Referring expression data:
Start of Block
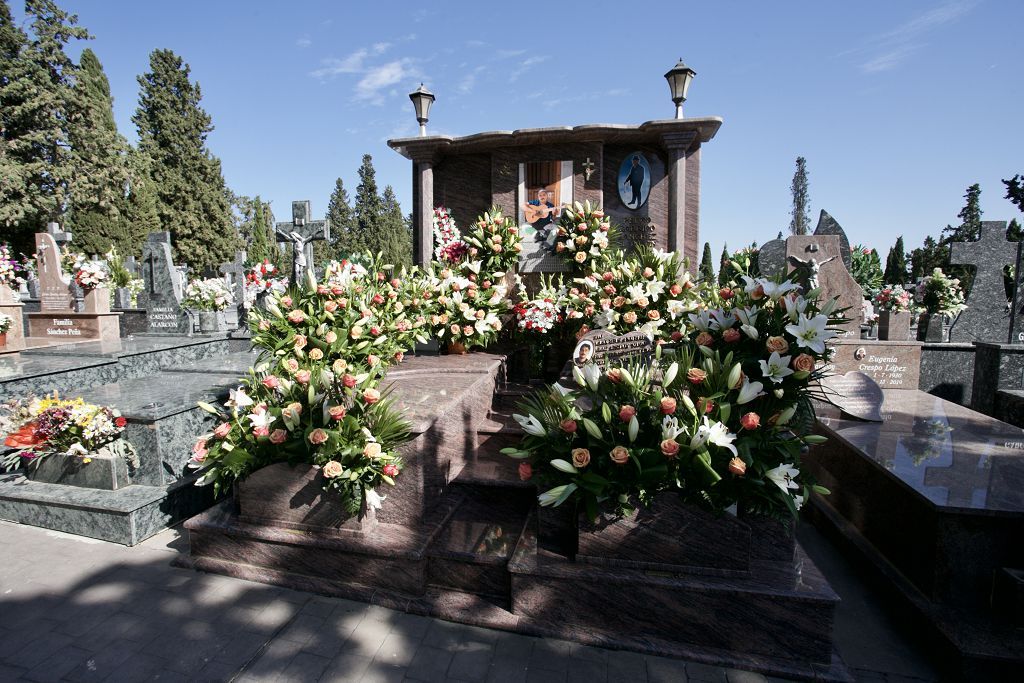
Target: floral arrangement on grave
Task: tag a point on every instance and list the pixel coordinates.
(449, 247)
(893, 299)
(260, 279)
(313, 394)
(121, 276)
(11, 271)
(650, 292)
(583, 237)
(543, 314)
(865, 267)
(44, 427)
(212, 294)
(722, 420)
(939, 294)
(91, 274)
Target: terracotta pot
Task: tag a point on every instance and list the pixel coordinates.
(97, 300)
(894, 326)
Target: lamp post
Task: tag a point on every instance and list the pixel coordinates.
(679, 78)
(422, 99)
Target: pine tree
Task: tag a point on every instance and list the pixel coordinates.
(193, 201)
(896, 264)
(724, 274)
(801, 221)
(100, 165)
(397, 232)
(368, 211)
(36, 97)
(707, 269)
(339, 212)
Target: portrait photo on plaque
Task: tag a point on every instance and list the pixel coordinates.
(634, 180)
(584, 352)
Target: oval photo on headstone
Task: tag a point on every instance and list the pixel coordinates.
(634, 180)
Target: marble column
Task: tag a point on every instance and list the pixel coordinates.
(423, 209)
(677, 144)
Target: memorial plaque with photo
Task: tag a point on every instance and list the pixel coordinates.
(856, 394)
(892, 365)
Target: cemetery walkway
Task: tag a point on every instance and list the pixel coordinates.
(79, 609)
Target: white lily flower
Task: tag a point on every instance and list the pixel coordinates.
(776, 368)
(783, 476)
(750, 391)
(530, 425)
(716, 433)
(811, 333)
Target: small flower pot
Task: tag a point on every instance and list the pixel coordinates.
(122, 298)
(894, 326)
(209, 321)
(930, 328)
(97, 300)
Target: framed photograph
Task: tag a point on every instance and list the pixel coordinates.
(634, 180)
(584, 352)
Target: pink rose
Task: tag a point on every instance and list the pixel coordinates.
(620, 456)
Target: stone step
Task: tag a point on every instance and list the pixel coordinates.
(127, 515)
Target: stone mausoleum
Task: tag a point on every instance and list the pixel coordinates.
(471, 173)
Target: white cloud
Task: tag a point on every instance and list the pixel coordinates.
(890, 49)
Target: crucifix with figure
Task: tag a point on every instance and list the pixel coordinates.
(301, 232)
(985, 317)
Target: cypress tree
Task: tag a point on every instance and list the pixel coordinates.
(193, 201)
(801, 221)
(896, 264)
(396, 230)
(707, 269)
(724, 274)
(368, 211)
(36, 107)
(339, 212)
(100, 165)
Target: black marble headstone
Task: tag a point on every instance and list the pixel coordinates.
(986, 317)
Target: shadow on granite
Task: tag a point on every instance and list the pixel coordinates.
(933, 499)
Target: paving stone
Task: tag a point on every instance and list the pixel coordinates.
End of Block
DESCRIPTION OF THE TASK » The number of lines in the data that hold "plaque" must be the entire answer.

SOLUTION » 2